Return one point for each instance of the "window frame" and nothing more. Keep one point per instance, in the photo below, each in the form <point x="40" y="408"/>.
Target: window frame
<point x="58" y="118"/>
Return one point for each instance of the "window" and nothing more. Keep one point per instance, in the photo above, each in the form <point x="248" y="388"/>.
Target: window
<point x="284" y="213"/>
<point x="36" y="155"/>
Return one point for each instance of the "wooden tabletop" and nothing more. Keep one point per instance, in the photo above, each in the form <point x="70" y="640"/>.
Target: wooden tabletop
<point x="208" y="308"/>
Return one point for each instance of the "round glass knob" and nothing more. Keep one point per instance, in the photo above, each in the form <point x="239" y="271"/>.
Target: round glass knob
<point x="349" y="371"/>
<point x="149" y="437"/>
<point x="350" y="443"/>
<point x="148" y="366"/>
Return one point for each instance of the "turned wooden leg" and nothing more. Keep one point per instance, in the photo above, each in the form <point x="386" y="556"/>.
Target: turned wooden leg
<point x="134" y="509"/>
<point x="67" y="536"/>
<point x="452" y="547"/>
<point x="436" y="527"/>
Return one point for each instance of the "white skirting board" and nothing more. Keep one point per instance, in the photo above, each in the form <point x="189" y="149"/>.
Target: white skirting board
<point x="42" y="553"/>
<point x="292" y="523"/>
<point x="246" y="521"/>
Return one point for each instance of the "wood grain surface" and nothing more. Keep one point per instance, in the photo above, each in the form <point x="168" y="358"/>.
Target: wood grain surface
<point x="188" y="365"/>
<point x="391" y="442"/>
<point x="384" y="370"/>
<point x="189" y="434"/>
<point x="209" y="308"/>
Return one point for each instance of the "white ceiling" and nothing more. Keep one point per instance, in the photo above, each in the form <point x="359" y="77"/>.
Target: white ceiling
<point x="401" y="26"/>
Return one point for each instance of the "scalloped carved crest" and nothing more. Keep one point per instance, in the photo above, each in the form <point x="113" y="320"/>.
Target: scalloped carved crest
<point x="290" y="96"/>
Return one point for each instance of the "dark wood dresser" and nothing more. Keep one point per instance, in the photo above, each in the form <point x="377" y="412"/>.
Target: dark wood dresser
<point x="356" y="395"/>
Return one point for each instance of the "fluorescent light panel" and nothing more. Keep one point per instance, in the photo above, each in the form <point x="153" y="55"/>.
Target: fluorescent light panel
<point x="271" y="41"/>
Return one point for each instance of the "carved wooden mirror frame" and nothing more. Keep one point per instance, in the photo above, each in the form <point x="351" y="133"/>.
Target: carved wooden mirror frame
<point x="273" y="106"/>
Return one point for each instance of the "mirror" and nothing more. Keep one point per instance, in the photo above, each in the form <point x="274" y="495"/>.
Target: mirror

_ _ _ _ _

◆ **To be done**:
Reproduce the records above exactly.

◆ **The answer**:
Return one point for each instance of the "window frame" and nothing more. Keep one point per instance, in the photo below, each in the form <point x="40" y="408"/>.
Target: window frame
<point x="58" y="118"/>
Return one point for each instance of the "window" and nothing more. Keep one point per instance, in the photo above, each in the form <point x="248" y="388"/>.
Target: window
<point x="284" y="213"/>
<point x="36" y="155"/>
Return one point for each instance of the "wooden tabletop" and nothing more. Keep one point per instance, in the photo above, each in the form <point x="70" y="640"/>.
Target: wooden tabletop
<point x="208" y="308"/>
Return one point for each instance of the "round glass knob" and nothing more. Keep one point per instance, in the photo above, each in the form <point x="239" y="271"/>.
Target: round glass knob
<point x="349" y="371"/>
<point x="149" y="437"/>
<point x="350" y="443"/>
<point x="148" y="366"/>
Return one point for each instance of the "turned wooden leg" and nothing more. Keep one point per instance, in the photo above, each in the form <point x="386" y="556"/>.
Target: turned wooden leg
<point x="134" y="509"/>
<point x="67" y="536"/>
<point x="452" y="547"/>
<point x="436" y="527"/>
Return one point for each instance of the "white skirting board" and nothing more. Keep one point per instance, in the photo above, each in the form <point x="189" y="149"/>.
Target: white skirting board
<point x="42" y="553"/>
<point x="292" y="523"/>
<point x="246" y="521"/>
Return one point for each instance of the "wood grain surface" and nothing more. Keep one point per instance, in the photo above, each in the form <point x="168" y="358"/>.
Target: wood grain surface
<point x="188" y="365"/>
<point x="391" y="442"/>
<point x="384" y="370"/>
<point x="189" y="434"/>
<point x="209" y="308"/>
Return one point for each instance of the "white ceiling" and nothing more. Keep one point per instance, in the photo above, each in the form <point x="359" y="77"/>.
Target: white ceiling
<point x="401" y="26"/>
Return one point for each instance of the "scalloped carved crest" and nothing more. Keep one point per instance, in the photo above, each in the form <point x="113" y="320"/>.
Target: scalloped carved crest
<point x="290" y="96"/>
Return one point for each instance of the "dark wood dresser" and nothing more. Keep one point per instance, in the photo above, each in the form <point x="377" y="412"/>.
Target: dark wood dresser
<point x="356" y="395"/>
Return one point for each instance of the "fluorescent light panel" and nothing more. Keep one point per instance, in the photo above, each in the form <point x="153" y="55"/>.
Target: fluorescent light panel
<point x="271" y="41"/>
Return one point for each instance of the "carved wooden mirror frame" and nothing more. Keep one point per instance, in the photo above, each in the form <point x="351" y="133"/>.
Target: carved wooden mirror frame
<point x="273" y="106"/>
Return one point for each instance of the "mirror" and nothing more. Keep one point per instance, in the photo above, each in the form <point x="274" y="495"/>.
Target: mirror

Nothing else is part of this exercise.